Task prompt — Convert each line of the data below into a string in a single JSON list, one string per line, leaving out any blank lines.

Extracted data —
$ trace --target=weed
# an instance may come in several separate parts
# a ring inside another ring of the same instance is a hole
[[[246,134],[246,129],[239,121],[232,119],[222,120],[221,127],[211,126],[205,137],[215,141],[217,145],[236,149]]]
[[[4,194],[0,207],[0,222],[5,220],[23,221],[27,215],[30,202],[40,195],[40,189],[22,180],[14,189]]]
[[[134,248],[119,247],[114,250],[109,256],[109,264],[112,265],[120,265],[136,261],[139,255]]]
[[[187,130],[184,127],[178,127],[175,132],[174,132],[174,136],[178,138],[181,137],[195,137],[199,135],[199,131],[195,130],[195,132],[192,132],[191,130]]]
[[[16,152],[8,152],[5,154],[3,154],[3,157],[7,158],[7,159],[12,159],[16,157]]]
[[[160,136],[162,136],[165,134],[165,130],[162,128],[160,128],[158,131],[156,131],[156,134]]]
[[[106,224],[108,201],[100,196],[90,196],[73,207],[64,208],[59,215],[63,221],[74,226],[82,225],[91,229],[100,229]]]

Exercise output —
[
  "$ trace --target=weed",
  "# an instance may come in several separate parts",
  "# a ring inside another ring of the same instance is a hole",
  "[[[246,134],[246,129],[239,121],[232,119],[222,120],[221,127],[211,126],[205,137],[215,141],[217,145],[236,149]]]",
  "[[[4,194],[0,207],[0,222],[5,220],[23,221],[27,215],[30,202],[40,195],[40,189],[22,180],[14,189]]]",
  "[[[134,248],[119,247],[114,250],[109,256],[109,264],[112,265],[120,265],[136,261],[139,255]]]",
  "[[[187,130],[184,127],[178,127],[175,132],[174,132],[174,136],[178,138],[181,137],[195,137],[199,135],[199,131],[195,130],[195,132],[192,132],[191,130]]]",
  "[[[16,152],[8,152],[5,154],[3,154],[3,157],[7,158],[7,159],[12,159],[16,157]]]",
  "[[[160,136],[162,136],[165,134],[165,130],[162,128],[160,128],[158,131],[156,131],[156,134]]]",
  "[[[106,224],[108,201],[100,196],[90,196],[73,207],[64,208],[59,215],[63,221],[74,226],[82,225],[91,229],[100,229]]]"
]